*Your objective:* In the part of the data that opens with the line containing "788, row 32." and closes with the line containing "column 715, row 518", change "blue sky" to "clear blue sky" and leave everything else as it is. Return only those lines, with the change made.

*Provided entries:*
-------

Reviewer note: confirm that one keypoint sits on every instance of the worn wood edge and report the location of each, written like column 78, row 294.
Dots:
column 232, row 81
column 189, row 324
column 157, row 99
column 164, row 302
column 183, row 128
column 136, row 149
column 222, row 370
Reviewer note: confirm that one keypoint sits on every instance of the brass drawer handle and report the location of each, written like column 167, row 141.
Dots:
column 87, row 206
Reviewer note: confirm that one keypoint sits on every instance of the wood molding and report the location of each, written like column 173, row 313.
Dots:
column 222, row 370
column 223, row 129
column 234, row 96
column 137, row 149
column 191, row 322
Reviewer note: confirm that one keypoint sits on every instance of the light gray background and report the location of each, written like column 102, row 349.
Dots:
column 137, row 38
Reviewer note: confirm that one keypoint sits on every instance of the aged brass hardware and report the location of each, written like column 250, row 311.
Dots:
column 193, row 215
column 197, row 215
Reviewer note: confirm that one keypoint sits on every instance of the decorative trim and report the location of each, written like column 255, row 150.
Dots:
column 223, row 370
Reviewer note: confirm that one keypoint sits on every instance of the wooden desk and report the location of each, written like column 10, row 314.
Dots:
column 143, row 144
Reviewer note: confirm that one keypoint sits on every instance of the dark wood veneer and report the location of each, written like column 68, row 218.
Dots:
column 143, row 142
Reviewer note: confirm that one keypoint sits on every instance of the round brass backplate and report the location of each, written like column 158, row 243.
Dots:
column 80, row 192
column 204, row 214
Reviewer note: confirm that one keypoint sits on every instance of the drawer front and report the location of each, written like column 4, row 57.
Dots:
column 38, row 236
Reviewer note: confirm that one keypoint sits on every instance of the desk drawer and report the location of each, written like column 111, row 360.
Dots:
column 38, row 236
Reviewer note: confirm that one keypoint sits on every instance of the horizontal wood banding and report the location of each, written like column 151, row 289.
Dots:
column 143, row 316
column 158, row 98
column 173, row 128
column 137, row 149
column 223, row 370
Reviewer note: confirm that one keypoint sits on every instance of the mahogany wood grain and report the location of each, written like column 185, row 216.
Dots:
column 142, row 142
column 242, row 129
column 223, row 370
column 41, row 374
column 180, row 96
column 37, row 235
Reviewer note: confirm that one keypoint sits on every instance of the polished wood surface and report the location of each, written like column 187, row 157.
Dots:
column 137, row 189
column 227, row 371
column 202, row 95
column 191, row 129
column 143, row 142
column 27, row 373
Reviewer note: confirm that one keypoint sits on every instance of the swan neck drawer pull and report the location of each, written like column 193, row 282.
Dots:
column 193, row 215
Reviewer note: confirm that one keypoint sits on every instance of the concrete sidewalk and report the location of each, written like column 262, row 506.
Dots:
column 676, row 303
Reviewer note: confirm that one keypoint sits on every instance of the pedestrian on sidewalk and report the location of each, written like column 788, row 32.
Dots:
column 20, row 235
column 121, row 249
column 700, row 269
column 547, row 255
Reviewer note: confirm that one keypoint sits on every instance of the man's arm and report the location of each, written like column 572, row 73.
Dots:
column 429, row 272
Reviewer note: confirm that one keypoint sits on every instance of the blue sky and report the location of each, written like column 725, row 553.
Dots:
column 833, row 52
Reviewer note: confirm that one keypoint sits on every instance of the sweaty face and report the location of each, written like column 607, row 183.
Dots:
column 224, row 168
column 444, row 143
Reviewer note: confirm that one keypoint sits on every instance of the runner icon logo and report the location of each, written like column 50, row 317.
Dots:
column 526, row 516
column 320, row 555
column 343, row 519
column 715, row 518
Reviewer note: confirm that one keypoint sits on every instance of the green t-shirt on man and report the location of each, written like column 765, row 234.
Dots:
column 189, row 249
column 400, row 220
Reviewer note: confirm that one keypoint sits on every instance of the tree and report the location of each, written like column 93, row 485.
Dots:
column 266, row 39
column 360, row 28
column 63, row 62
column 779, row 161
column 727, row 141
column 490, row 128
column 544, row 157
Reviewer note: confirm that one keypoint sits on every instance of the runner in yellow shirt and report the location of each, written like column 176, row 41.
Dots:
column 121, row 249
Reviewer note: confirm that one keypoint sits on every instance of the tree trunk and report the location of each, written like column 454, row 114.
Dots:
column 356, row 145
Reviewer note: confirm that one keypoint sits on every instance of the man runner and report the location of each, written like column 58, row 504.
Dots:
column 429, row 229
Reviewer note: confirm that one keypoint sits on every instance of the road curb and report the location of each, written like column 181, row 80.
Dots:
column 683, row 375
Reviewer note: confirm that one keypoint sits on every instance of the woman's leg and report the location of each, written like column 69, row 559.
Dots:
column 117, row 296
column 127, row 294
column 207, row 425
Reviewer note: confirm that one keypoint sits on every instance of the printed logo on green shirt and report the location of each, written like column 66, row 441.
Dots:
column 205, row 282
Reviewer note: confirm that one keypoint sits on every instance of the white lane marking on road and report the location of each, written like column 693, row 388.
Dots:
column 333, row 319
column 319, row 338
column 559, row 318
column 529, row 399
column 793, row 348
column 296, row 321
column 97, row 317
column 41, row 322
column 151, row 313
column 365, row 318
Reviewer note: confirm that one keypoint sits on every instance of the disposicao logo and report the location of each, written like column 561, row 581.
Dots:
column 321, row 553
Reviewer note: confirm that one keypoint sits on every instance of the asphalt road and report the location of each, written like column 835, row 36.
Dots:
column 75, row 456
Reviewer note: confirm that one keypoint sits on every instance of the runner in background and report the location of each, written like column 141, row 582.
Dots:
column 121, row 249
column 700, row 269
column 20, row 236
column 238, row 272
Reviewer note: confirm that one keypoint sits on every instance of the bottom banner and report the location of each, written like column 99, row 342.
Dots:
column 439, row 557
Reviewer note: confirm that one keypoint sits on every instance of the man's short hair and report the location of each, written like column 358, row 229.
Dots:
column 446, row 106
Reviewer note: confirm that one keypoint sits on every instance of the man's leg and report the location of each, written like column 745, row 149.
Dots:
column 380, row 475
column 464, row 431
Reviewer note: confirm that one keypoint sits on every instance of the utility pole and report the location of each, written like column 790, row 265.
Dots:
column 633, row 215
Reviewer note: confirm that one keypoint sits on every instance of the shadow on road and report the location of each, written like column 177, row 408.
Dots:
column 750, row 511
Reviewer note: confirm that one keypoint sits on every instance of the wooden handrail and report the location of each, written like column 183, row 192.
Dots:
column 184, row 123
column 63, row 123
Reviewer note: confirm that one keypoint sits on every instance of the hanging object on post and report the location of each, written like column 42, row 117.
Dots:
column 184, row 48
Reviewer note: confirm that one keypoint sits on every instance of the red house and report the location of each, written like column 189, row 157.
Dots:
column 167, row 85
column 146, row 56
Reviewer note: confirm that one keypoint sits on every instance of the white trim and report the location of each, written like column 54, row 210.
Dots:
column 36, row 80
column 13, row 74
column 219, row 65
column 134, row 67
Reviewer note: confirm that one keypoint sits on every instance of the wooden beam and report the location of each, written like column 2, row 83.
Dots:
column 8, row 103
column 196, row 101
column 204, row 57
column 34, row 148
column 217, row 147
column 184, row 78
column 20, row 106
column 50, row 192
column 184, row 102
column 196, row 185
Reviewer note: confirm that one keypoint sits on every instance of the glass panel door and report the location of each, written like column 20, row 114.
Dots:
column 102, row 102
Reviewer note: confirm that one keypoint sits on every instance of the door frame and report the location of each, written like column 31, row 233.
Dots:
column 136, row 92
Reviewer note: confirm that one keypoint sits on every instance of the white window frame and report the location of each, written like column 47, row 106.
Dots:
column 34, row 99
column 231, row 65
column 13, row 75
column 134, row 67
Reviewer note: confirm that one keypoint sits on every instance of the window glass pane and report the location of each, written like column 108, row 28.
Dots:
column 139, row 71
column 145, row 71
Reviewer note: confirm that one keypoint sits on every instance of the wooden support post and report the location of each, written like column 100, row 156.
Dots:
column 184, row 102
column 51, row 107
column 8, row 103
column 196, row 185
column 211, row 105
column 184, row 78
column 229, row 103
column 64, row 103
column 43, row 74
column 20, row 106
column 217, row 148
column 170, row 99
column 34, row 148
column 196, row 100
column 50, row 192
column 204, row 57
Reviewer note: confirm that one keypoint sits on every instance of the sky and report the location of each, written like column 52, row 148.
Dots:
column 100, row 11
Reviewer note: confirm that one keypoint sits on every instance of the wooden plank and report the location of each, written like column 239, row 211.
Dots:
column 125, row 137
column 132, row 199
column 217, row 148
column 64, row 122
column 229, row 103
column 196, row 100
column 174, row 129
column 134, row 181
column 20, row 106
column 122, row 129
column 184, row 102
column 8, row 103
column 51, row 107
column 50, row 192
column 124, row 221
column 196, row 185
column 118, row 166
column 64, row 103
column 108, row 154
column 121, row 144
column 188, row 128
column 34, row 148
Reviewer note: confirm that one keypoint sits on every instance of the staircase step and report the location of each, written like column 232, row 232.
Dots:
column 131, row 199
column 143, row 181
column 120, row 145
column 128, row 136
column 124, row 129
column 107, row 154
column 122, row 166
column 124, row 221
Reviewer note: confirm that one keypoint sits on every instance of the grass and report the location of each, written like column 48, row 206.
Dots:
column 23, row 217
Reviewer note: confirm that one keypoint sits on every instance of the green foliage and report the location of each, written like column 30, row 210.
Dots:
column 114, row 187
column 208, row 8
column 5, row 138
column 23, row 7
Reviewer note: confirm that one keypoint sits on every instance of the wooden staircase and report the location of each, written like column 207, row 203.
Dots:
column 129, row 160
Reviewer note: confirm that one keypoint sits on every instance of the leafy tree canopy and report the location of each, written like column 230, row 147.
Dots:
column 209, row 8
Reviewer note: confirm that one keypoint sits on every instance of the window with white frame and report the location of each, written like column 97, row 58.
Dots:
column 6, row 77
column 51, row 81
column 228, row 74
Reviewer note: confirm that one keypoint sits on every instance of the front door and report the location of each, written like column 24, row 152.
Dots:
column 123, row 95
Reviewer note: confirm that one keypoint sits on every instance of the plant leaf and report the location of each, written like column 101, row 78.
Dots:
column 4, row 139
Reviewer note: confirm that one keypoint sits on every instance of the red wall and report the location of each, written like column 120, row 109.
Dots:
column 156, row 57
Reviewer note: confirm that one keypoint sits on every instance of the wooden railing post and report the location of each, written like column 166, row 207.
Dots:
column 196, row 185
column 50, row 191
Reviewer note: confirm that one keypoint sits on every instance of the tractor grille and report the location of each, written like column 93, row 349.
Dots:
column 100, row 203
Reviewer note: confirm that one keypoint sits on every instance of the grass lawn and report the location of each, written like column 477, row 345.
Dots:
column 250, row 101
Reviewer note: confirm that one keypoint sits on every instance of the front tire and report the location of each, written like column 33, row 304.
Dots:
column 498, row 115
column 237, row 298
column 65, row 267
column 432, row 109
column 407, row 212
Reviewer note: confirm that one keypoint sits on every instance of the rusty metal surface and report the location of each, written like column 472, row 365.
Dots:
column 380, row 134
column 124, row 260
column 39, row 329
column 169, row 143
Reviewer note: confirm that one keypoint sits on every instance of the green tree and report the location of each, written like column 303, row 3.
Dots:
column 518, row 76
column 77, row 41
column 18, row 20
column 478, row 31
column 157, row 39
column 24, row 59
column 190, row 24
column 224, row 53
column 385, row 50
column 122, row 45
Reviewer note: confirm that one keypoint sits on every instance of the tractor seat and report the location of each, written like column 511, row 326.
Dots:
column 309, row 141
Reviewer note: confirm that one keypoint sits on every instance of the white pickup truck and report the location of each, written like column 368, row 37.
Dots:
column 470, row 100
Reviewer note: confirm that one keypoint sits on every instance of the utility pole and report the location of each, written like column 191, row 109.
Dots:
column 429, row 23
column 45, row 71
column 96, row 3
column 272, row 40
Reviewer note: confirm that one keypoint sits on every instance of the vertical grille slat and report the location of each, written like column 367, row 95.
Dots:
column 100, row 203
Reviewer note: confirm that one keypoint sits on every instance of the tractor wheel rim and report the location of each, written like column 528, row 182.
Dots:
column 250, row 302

-------

*Expected output:*
Reviewer note: confirm that one keypoint sits on every instance of the pedestrian on sidewalk and report the location of each, written like column 788, row 32.
Dots:
column 20, row 235
column 121, row 249
column 700, row 269
column 547, row 255
Reviewer note: confirm that one keypoint sits on every instance of the man's arm and report the location of each, written like column 572, row 73.
Dots:
column 429, row 272
Reviewer note: confirm that one keypoint sits on every instance of the clear blue sky and report the location of each, written like column 725, row 553.
Dots:
column 833, row 52
Reviewer note: confirm that one keypoint sits on every instance of the sweaty face and report the location of each, written like column 607, row 183.
Dots:
column 224, row 168
column 444, row 143
Reviewer note: confirm that one keypoint sits on every instance of the runner icon logo and report the location of each, written like column 50, row 317.
Dots:
column 526, row 516
column 320, row 555
column 343, row 519
column 715, row 518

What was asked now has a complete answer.